[SOURCE DATA start]

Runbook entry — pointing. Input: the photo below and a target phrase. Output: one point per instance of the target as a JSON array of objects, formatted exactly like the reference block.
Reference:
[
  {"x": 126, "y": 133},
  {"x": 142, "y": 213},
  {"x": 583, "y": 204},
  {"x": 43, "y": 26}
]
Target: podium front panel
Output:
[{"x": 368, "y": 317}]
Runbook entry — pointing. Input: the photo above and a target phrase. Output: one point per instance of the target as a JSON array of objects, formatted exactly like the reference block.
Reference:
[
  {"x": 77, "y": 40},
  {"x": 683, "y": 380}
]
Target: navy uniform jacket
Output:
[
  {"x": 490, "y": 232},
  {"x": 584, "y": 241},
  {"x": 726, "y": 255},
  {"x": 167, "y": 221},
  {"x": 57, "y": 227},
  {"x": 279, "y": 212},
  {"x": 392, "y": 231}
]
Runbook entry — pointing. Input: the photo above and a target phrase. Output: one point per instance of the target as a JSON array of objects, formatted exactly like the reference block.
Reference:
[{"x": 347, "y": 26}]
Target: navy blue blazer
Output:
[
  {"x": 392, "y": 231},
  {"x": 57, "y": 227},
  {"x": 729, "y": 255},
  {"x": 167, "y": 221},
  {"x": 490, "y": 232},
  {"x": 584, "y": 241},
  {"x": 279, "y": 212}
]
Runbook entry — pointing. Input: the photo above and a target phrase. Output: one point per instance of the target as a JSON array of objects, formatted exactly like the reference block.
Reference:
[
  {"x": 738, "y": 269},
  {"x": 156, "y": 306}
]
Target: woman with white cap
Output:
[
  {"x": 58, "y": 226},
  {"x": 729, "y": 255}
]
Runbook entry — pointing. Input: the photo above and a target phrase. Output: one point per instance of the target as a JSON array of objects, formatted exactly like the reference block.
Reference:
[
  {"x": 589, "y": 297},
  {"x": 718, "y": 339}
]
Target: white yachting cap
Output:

[SOURCE DATA end]

Rewrite every line of the listing above as a Markdown table with the columns Row and Listing line, numbering the rows in order and leaving out blank lines.

*SOLUTION TO THIS PROBLEM*.
| Row | Listing line |
|---|---|
| 1 | Runbook entry — pointing. Input: the photo below and a target phrase. Output: one point per instance of the target as a JSON array of objects, formatted exactly like the reference block. |
| 2 | Reference: |
| 3 | [ |
| 4 |   {"x": 126, "y": 133}, |
| 5 |   {"x": 142, "y": 213}, |
| 6 |   {"x": 583, "y": 204}, |
| 7 |   {"x": 43, "y": 26} |
| 8 | ] |
| 9 | Target: podium front panel |
| 10 | Output: |
| 11 | [{"x": 368, "y": 317}] |
| 12 | Runbook entry — pointing. Input: the photo above and a target phrase. Output: one point per instance of the target as a JSON array of objects, formatted exactly like the reference block. |
| 13 | Reference: |
| 14 | [ |
| 15 |   {"x": 77, "y": 40}, |
| 16 |   {"x": 683, "y": 380} |
| 17 | ] |
| 18 | Target: navy uniform jacket |
| 19 | Output: |
| 20 | [ |
| 21 |   {"x": 490, "y": 232}, |
| 22 |   {"x": 584, "y": 241}, |
| 23 |   {"x": 726, "y": 255}, |
| 24 |   {"x": 167, "y": 221}, |
| 25 |   {"x": 57, "y": 227}, |
| 26 |   {"x": 279, "y": 212}, |
| 27 |   {"x": 392, "y": 231} |
| 28 | ] |
| 29 | Runbook entry — pointing. Input: the photo above and a target phrase. Output: one point per instance of the target as a JSON array of objects, formatted exactly like the reference block. |
| 30 | Reference: |
| 31 | [{"x": 347, "y": 26}] |
| 32 | Target: navy blue blazer |
| 33 | Output: |
| 34 | [ |
| 35 |   {"x": 392, "y": 231}, |
| 36 |   {"x": 57, "y": 227}, |
| 37 |   {"x": 729, "y": 255}, |
| 38 |   {"x": 167, "y": 221}, |
| 39 |   {"x": 490, "y": 232}, |
| 40 |   {"x": 584, "y": 241}, |
| 41 |   {"x": 279, "y": 212} |
| 42 | ] |
| 43 | Runbook entry — pointing. Input: the photo above and a target phrase. Output: one point per instance of the target as a JSON array of objects, formatted exactly like the reference block. |
| 44 | Reference: |
| 45 | [ |
| 46 |   {"x": 738, "y": 269}, |
| 47 |   {"x": 156, "y": 306} |
| 48 | ] |
| 49 | Target: woman with white cap |
| 50 | Output: |
| 51 | [ |
| 52 |   {"x": 58, "y": 226}, |
| 53 |   {"x": 729, "y": 255} |
| 54 | ] |
| 55 | Runbook entry — pointing. Input: the photo above and a target phrase. Output: one point per instance of the target as a JSON array of objects, formatted exactly like the reference block. |
| 56 | Reference: |
| 57 | [ |
| 58 |   {"x": 589, "y": 297}, |
| 59 |   {"x": 718, "y": 339} |
| 60 | ] |
| 61 | Target: white yachting cap |
| 62 | Output: |